» RECORDS FOR THE TASK:
= = = = = = =
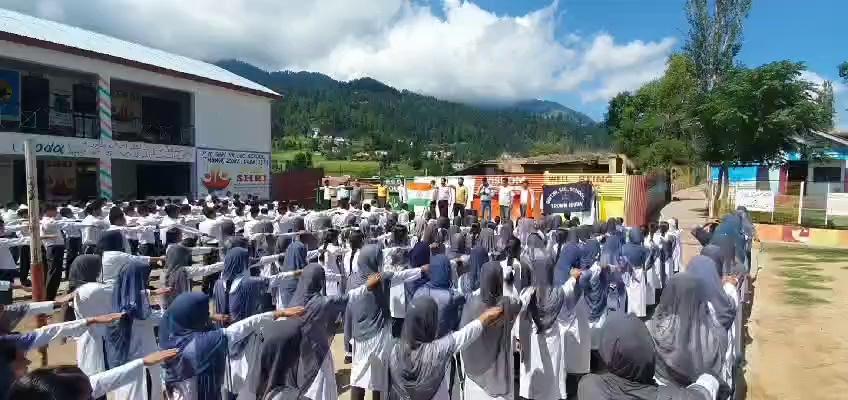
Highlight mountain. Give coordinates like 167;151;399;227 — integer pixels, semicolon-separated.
= = = = = = =
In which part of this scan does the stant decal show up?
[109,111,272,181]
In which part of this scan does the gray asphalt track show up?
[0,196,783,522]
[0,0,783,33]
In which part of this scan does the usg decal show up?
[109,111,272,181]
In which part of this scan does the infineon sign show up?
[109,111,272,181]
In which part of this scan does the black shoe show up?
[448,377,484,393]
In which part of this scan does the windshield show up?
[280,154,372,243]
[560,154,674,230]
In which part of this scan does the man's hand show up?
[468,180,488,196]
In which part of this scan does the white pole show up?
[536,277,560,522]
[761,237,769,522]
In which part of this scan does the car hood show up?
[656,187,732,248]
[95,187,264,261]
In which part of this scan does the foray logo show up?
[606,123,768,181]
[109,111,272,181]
= = = = = = =
» TASK TO CARRY OUT: Find each line in the material above that contains the word "decal" and copy those lines out. Case counts.

» TASK ANSWER:
In which part of this scan does the stant decal show up?
In which part of this scan does the usg decal show up?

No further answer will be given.